▶ _What is being asked_
Reproduce all entries precisely, down to the last character.

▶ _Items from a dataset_
_ _ _ _ _ _ _

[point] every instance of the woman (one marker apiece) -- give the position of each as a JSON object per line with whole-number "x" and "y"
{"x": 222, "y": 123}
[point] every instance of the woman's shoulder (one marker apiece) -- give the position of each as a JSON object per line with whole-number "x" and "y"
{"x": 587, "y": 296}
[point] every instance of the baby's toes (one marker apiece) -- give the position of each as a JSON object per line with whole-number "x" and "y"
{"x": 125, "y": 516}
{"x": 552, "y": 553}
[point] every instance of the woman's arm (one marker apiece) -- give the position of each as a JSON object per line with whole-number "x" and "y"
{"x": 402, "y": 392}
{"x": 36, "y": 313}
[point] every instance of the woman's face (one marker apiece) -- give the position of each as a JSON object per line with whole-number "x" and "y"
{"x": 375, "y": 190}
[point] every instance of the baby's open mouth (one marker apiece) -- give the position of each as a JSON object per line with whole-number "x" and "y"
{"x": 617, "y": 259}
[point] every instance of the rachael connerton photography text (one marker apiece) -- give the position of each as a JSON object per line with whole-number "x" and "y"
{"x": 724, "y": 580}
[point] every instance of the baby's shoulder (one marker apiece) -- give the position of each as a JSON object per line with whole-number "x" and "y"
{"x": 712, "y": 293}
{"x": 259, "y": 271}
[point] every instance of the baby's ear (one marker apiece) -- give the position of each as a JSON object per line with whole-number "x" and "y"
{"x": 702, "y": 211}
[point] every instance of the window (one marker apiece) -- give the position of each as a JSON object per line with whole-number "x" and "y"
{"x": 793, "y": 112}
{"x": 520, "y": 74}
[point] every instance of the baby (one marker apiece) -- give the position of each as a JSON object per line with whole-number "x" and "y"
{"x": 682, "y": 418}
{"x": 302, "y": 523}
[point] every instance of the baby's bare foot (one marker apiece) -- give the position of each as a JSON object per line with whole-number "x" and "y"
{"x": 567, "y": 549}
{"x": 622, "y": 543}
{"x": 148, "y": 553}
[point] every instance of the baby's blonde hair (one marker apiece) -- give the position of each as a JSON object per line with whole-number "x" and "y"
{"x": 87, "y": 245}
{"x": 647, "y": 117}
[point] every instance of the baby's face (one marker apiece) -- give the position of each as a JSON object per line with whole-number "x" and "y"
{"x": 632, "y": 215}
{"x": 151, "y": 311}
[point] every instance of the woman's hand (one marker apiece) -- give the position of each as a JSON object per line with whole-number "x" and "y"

_ _ _ _ _ _ _

▶ _Reply_
[point] every instance of the woman (one marker apiece) -- give the position of each as a JSON object per line with whole-number "x" and "y"
{"x": 222, "y": 123}
[point] every instance of the woman's shoulder (one marker apiece) -- give the position of each as a JSON object per line with whole-number "x" and "y"
{"x": 587, "y": 296}
[point] every instance of the baby's toes (one marker apiece) -- give the position of each as a JSON object per line with whole-number "x" and "y"
{"x": 125, "y": 516}
{"x": 552, "y": 553}
[point] every instance of the woman's arm (one marker apiece) -- give the position of each as a JSON object per line with whole-number "x" and "y"
{"x": 402, "y": 392}
{"x": 36, "y": 313}
[point] every instance of the woman's face (one marker apiece) -- give the position of each as a JSON object per line with whole-number "x" and "y"
{"x": 375, "y": 190}
[point] every instance of the baby's open mouth (one marker apiece) -- give the position of each as a JSON object per line with whole-number "x" and "y"
{"x": 617, "y": 259}
[point] every instance of the rachael connerton photography text (one marker apiece) -- give the position of each as a JSON object per line with whole-number "x" and "y"
{"x": 724, "y": 580}
[point] every instance of the baby's shoulder (one marker apiece) -- give the position of each as a JSON object per line with whole-number "x" and "y"
{"x": 712, "y": 293}
{"x": 259, "y": 271}
[point] every instance of the baby's ear (one marker apiece) -- give the position of each as a JSON object per line with whole-number "x" and "y"
{"x": 702, "y": 211}
[point] every instance of the window (one marker apiece) -- give the position of each as a JSON object per line with whole-number "x" and "y"
{"x": 793, "y": 112}
{"x": 520, "y": 74}
[point] every instance of the baby (one marker apiece) -- give the position of each as a JSON object per line with whole-number "x" and "y"
{"x": 682, "y": 418}
{"x": 302, "y": 523}
[point] every instance of the baby's bare foot (one marker apiece) -- give the position of each as a JSON object per line with whole-number "x" and "y"
{"x": 567, "y": 549}
{"x": 622, "y": 543}
{"x": 148, "y": 553}
[point] every instance of the baby's blonde hair (one marker apiece) -- give the position of each as a JSON object per line with whole-number "x" and "y"
{"x": 87, "y": 245}
{"x": 647, "y": 117}
[point] every instance of the baby's face (one marker apiece) -- give the position of each as a JSON object per line with whole-number "x" and "y"
{"x": 632, "y": 215}
{"x": 151, "y": 311}
[point] every instance of the woman's hand (one marker apiece) -- give the position of each as a JSON object per line with whole-number "x" and "y"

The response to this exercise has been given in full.